§ Tasks to carry out:
1. Name every year mentioned in the gaming text.
2. In the gaming text, what was the most popular supervision method among parents who reported supervising their child's use of technology?
3. Please change the part of the gaming text between "What we recommend" and "children’s gaming experience.", inclusive, so that "violence" becomes "gore".

Unlike time spent across the other categories we analyzed, the minutes children devoted to playing video games showed little change. We expect the higher numbers experienced in 2020 and 2021 to peak, with global trends following Spain’s downward turn in the future, likely as a direct result of concerns over how long children are spending in front of screens.

Of the 87% of parents who reported they supervised their child’s use of technology, the number one most popular method was through limiting the amount of time they spent playing video games (at 54%). We expect this method of supervision to remain the most popular for families, meaning that while time devoted to games that increase in popularity will rise, overall game time for children will stabilize for a number of years, rather than returning to the highs experienced during 2020.

As increasing amounts of money are speculated to be spent on in-game purchases, with market value projections of up to 74.4 billion USD for 2025, we expect more value to be placed on “ownership” of items purchased online, as reflected in the louder conversation surrounding non-fungible tokens, or NFTs, in the second half of 2021 – unique sets of data associated with digital files, such as plots of land, or items purchased in a game. 

Finally, gaming will slowly become more accessible to all, allowing online multiplayer games to increase in popularity, through cloud services which enable gamers to connect from anywhere in the world. Rather than needing a games console or gaming PC, kids will only need a fast internet connection to allow them to access games on a remote provider – opening the world of gaming up to millions more children worldwide. 

Because we can’t go out so much now, I need distractions. I also learn things through games like Minecraft. I enjoy myself with friends, I feel emotions and things like that.
- Boy, 12, Spain

What we recommend for gaming apps

With any game, whether on or offline, the first step should always be getting to know it together as a family, allowing everyone to understand if they are comfortable with its content: aside from violence and inappropriate themes, there may also be heavy levels of in-game advertising or in-app purchases which affect children’s gaming experience.  

Video games can be a great way for children to bond with friends and family members, and distract themselves from any real-world stresses they might have. Games can also be a way to help children learn and explore, building their own stories through code or creating their own individual worlds in life simulation games. To enjoy these positives, balance, along with an understanding of how children choose to spend their time gaming, is key. 30 minutes spent playing Minecraft with friends after school could be considered more beneficial or purposeful than 30 minutes spent hopping from game to game on a tablet. 

There are lots of people who go on YouTube or on videogames to give "tips" that really are to trick children. There are a lot of bad people. And you reach a point where playing games so much is boring.

Records from a collection:

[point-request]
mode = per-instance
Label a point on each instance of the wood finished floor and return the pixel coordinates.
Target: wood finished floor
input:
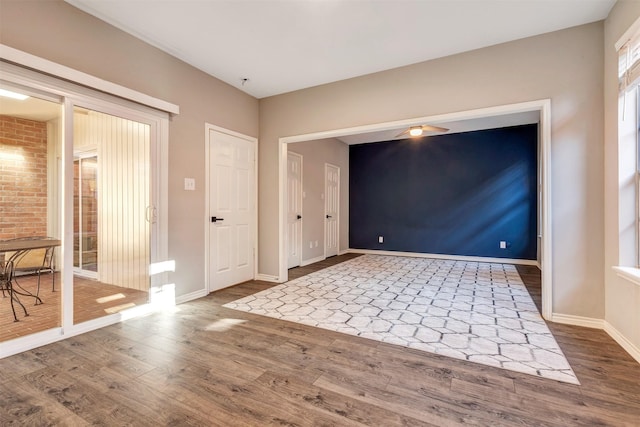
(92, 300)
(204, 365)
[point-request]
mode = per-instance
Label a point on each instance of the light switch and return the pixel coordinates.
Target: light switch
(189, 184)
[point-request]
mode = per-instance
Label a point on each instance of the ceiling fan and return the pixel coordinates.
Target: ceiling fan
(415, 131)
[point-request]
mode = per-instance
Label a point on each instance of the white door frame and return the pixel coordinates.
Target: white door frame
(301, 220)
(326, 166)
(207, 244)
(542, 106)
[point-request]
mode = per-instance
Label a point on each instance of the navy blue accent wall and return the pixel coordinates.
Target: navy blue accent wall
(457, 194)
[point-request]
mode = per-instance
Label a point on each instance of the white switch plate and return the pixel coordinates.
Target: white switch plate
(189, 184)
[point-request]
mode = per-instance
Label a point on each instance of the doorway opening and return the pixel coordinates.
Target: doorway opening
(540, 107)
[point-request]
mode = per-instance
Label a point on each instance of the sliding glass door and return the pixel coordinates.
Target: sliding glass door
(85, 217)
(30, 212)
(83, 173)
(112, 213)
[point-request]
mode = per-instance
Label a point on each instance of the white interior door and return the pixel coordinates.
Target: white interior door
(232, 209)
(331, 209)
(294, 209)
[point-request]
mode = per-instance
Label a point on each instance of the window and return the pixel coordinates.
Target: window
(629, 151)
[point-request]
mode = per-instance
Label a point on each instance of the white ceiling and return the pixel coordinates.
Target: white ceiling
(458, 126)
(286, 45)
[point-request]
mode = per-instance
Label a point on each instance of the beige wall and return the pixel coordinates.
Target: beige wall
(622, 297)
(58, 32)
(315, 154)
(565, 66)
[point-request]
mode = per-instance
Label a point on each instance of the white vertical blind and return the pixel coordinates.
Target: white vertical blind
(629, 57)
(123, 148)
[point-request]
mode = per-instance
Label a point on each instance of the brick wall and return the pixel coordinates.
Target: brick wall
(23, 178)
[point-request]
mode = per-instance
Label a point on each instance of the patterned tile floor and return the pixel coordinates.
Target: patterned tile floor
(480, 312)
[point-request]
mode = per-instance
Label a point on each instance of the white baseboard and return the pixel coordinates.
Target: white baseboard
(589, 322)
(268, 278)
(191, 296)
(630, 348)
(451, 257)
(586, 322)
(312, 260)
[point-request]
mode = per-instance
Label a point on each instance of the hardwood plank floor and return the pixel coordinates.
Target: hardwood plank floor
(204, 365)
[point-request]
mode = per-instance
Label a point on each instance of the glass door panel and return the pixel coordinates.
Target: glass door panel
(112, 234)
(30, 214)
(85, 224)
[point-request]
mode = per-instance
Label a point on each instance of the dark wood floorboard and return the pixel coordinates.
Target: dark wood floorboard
--
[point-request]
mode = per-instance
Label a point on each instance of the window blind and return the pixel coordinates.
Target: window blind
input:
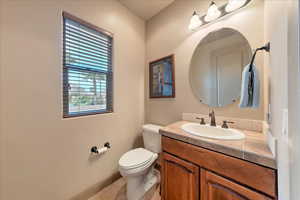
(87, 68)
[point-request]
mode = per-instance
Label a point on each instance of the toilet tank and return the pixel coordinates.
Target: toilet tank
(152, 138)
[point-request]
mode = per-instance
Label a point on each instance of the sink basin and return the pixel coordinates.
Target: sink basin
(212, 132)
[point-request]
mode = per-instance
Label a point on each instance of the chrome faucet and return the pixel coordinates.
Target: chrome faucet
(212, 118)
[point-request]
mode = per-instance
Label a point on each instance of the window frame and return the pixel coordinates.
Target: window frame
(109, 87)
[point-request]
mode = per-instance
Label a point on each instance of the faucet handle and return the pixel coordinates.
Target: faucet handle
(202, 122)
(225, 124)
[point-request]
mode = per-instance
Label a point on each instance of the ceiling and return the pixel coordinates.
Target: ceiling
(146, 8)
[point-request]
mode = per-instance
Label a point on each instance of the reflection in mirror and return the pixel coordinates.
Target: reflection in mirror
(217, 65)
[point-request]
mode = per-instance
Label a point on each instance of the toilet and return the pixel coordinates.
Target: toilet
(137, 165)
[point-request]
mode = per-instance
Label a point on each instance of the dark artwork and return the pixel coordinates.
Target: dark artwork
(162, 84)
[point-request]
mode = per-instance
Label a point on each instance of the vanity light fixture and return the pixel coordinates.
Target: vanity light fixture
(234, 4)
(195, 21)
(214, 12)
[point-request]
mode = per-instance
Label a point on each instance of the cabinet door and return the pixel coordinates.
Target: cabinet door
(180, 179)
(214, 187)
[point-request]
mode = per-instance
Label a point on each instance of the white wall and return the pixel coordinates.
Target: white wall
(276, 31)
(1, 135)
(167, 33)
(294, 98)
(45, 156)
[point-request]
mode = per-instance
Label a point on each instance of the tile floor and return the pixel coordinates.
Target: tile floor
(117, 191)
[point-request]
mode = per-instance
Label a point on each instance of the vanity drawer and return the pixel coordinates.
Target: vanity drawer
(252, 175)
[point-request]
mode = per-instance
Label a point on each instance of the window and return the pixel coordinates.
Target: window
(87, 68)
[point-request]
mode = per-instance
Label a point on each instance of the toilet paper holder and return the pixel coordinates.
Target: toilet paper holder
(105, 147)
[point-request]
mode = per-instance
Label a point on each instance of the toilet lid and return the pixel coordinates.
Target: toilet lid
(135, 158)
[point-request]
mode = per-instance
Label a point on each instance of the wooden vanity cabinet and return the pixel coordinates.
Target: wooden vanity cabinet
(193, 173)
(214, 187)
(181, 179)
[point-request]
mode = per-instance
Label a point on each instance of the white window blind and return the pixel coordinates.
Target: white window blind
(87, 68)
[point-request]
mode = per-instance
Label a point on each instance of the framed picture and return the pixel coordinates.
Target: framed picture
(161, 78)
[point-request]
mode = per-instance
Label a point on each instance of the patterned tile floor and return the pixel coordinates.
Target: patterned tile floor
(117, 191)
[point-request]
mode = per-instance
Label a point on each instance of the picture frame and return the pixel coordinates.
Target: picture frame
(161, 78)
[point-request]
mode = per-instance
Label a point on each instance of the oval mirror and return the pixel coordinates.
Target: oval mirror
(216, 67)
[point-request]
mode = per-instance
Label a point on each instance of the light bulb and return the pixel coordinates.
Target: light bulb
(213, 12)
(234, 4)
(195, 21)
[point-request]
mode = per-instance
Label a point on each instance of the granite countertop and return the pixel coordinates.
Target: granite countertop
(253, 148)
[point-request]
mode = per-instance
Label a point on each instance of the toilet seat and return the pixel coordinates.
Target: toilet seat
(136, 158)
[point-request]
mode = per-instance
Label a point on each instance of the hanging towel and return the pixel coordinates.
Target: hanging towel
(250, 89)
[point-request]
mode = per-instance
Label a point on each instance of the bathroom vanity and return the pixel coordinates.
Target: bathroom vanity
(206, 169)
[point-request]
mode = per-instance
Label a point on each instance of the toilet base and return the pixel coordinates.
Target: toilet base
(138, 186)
...
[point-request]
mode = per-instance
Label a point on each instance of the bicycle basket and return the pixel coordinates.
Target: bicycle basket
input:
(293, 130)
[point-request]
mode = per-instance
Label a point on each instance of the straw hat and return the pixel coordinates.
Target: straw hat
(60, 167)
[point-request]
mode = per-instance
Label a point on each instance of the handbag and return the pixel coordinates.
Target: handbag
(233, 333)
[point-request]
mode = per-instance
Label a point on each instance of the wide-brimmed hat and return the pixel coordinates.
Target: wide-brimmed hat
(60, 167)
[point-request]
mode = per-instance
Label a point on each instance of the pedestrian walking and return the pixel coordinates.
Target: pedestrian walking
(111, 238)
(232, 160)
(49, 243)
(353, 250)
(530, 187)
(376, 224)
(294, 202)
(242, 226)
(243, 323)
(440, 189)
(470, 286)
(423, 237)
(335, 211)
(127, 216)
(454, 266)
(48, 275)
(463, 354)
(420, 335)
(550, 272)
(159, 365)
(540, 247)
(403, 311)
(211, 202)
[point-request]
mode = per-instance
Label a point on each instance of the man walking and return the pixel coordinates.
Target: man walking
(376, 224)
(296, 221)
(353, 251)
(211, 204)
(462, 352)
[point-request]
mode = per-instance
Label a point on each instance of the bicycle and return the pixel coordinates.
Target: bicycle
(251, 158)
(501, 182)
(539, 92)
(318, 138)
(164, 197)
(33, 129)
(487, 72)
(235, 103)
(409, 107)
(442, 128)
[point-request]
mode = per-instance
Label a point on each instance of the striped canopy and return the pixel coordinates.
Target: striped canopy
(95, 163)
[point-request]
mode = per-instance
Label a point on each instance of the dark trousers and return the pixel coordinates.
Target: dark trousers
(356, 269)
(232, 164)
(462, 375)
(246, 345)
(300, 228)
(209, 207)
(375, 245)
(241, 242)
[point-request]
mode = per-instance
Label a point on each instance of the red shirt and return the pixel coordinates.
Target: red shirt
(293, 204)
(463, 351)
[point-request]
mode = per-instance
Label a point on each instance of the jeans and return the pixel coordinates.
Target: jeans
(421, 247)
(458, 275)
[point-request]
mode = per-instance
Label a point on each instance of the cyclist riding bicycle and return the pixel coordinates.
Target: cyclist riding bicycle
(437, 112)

§ Expected results:
1. 2020, 2021, 2025

2. Limiting the amount of time their child spent playing video games, at 54%.

3.
What we recommend for gaming apps

With any game, whether on or offline, the first step should always be getting to know it together as a family, allowing everyone to understand if they are comfortable with its content: aside from gore and inappropriate themes, there may also be heavy levels of in-game advertising or in-app purchases which affect children’s gaming experience.